Problem description ▸ Reproduce the items from the first line up to and including the line containing "x=529 y=199", with every "Target" replaced by "Label" and nothing else altered.

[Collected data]
============================================================
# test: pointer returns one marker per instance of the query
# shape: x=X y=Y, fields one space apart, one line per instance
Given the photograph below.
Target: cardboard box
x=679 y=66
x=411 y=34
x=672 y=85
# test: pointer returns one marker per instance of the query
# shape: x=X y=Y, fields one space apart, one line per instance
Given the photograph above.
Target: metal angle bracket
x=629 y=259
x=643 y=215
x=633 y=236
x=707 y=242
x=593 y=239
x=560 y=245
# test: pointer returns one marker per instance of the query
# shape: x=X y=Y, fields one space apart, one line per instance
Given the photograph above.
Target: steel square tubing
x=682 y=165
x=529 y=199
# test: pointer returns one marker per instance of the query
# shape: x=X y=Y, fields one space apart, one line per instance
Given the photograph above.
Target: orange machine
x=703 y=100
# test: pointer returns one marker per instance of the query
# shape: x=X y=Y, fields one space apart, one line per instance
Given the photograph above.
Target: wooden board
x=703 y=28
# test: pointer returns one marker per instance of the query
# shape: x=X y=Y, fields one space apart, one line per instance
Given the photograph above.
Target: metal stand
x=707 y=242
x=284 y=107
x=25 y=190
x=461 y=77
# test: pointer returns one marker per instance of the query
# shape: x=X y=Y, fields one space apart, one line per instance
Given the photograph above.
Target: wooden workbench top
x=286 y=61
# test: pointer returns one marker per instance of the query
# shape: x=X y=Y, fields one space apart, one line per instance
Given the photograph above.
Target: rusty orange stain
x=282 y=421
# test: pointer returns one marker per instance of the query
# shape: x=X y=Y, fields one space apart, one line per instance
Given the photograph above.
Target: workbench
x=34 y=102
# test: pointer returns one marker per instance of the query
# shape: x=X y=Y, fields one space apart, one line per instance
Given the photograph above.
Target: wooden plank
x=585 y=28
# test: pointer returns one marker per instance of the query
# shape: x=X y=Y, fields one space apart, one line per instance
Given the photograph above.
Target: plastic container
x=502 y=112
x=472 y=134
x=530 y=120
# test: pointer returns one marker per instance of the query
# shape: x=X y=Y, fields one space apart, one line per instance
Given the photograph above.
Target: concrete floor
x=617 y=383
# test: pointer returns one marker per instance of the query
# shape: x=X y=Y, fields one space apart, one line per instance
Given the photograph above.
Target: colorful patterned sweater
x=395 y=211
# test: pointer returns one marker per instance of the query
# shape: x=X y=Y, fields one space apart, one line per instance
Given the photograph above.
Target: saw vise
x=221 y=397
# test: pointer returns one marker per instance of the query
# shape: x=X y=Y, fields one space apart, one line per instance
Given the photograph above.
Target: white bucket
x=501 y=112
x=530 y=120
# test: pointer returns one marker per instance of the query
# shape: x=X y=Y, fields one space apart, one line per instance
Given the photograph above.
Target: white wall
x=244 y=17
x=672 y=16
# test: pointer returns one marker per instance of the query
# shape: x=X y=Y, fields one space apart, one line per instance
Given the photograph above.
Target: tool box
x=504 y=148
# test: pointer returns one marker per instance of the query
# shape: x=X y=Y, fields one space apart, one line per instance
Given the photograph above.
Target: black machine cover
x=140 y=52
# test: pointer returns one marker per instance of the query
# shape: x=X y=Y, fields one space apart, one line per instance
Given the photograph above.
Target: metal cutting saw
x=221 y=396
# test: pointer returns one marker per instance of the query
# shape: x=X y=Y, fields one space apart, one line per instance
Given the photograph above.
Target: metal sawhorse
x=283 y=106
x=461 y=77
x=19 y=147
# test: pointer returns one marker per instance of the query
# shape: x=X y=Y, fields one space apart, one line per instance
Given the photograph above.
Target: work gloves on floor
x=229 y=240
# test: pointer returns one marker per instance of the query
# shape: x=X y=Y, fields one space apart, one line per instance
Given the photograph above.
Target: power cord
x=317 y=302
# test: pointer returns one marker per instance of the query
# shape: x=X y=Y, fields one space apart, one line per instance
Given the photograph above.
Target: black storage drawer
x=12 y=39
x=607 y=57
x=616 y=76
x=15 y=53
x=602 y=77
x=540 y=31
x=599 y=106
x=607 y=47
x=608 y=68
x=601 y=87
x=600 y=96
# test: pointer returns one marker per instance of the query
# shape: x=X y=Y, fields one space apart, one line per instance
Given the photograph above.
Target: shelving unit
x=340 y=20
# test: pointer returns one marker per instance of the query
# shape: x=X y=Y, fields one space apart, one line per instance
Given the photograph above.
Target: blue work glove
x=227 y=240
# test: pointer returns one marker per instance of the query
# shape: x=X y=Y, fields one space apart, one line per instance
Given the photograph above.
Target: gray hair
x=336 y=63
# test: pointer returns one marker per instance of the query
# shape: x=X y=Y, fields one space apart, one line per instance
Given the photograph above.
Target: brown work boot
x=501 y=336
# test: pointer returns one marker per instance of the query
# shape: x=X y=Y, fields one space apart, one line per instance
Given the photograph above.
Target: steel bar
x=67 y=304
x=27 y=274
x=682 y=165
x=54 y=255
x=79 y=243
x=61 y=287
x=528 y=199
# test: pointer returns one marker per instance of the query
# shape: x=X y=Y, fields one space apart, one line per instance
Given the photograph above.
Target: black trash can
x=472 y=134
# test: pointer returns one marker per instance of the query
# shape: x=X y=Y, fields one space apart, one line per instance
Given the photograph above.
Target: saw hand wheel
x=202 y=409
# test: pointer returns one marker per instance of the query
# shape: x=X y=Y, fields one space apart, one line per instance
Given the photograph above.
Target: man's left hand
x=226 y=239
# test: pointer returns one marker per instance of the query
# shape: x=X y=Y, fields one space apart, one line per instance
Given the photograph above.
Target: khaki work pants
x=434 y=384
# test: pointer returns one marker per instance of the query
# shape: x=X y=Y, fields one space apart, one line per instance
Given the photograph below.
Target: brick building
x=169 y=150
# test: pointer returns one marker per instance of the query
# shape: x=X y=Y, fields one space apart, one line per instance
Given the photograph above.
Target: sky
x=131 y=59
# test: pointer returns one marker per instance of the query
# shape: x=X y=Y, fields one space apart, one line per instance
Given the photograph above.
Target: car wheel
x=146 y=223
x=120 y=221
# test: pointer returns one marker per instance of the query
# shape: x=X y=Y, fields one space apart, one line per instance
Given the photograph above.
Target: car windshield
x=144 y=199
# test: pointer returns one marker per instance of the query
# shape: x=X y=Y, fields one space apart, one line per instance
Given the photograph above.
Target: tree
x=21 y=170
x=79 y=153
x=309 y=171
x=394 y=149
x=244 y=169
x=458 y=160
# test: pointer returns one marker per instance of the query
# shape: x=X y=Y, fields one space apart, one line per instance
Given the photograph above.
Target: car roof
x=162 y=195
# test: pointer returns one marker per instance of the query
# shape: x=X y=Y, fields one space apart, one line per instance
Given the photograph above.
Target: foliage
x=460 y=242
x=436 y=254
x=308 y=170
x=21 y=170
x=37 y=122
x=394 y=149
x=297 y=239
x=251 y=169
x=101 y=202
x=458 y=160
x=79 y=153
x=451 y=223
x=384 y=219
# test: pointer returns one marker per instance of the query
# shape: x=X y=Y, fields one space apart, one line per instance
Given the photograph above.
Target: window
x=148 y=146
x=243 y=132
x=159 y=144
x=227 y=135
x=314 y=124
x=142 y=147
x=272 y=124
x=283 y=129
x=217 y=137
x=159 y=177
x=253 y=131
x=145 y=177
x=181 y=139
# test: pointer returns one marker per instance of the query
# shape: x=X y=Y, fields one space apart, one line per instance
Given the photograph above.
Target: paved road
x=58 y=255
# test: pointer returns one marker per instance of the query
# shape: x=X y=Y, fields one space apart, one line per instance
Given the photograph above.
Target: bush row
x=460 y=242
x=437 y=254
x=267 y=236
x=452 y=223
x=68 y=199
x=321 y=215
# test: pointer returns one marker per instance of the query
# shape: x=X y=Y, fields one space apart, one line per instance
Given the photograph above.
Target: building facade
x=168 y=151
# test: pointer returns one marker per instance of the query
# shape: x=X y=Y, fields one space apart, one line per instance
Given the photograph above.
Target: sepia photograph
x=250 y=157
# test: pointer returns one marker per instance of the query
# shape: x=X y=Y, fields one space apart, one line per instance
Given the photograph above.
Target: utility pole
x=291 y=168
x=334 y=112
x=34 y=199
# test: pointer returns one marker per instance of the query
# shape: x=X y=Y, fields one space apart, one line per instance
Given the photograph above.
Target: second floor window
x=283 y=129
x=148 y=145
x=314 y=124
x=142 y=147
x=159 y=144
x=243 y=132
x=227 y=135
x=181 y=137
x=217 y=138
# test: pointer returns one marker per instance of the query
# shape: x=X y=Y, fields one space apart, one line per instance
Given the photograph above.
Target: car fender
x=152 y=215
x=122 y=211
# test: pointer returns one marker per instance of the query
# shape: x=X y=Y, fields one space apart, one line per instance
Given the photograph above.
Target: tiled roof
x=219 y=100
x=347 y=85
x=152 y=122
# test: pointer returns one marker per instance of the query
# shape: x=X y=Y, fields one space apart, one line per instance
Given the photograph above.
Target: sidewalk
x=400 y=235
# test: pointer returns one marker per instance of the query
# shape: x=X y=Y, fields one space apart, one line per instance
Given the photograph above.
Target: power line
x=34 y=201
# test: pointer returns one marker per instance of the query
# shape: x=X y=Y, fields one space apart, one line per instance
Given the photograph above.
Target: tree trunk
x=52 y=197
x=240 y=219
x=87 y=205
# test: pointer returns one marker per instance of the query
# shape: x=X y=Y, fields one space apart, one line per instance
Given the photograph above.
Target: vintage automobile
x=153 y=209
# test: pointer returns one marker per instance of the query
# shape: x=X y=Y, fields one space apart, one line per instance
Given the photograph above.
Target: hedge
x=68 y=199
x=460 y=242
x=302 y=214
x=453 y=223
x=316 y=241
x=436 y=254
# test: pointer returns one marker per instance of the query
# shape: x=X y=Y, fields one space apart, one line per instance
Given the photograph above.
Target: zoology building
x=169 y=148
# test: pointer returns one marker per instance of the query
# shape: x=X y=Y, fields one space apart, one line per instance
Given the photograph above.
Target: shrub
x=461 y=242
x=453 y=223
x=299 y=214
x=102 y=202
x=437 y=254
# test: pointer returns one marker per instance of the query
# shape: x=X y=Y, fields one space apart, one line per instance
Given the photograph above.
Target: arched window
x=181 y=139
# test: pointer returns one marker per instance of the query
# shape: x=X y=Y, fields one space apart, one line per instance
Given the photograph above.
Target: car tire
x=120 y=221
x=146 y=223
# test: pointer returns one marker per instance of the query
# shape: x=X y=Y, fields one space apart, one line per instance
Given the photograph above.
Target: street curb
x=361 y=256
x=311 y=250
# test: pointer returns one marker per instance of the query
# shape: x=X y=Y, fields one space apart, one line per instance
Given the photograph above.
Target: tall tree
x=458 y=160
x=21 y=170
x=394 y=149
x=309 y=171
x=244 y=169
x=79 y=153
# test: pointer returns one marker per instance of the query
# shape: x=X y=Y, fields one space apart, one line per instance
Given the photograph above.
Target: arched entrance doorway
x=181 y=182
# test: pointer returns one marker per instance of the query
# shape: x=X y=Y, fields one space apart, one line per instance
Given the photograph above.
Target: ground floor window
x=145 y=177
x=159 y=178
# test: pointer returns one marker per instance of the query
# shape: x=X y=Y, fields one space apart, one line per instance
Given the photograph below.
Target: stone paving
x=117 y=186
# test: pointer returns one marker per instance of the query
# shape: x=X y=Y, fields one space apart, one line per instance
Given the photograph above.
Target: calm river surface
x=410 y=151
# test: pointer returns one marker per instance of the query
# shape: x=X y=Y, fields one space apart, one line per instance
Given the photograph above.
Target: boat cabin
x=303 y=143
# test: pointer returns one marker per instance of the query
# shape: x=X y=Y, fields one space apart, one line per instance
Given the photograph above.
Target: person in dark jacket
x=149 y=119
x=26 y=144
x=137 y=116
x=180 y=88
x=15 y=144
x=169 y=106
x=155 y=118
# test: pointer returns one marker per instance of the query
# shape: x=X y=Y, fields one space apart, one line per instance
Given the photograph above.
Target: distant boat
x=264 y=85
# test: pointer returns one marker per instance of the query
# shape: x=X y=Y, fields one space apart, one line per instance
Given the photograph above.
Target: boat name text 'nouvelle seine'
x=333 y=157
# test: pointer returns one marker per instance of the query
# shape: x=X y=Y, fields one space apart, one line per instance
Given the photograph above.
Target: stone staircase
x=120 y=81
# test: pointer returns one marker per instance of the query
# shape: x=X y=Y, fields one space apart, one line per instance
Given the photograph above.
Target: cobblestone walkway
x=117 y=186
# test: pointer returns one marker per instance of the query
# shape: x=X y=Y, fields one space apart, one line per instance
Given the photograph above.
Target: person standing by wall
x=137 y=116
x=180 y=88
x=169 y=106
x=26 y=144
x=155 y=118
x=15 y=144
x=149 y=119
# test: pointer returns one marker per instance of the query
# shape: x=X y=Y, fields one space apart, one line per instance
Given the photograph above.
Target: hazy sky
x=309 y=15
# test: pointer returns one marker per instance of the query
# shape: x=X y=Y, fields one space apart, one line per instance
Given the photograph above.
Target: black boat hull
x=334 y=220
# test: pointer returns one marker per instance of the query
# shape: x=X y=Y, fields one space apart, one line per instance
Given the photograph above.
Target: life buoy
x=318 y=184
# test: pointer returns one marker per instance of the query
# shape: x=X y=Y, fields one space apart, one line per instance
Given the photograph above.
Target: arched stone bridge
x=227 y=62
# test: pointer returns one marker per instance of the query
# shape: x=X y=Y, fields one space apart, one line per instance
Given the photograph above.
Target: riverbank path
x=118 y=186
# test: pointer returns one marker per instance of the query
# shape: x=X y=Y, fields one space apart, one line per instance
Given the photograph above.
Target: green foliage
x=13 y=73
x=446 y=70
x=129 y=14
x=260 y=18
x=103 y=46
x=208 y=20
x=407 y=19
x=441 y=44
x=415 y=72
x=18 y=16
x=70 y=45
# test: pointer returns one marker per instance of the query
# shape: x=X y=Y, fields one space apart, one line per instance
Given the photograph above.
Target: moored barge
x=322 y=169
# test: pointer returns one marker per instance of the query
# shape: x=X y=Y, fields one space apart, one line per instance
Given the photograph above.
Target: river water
============================================================
Solution to the exercise ▸
# test: pointer returns one marker per instance of the query
# shape: x=X y=Y, fields one space apart, one line per instance
Given the photograph below.
Label: cardboard box
x=679 y=66
x=411 y=34
x=672 y=85
# test: pointer returns one marker per instance of the query
# shape: x=X y=Y, fields one space apart, one line per instance
Given the photograph above.
Label: metal angle bracket
x=629 y=259
x=643 y=215
x=633 y=236
x=707 y=242
x=593 y=239
x=560 y=245
# test: pointer returns one marker per instance of the query
# shape: x=X y=Y, fields one space apart, one line per instance
Given the photograph above.
Label: steel square tubing
x=682 y=165
x=529 y=199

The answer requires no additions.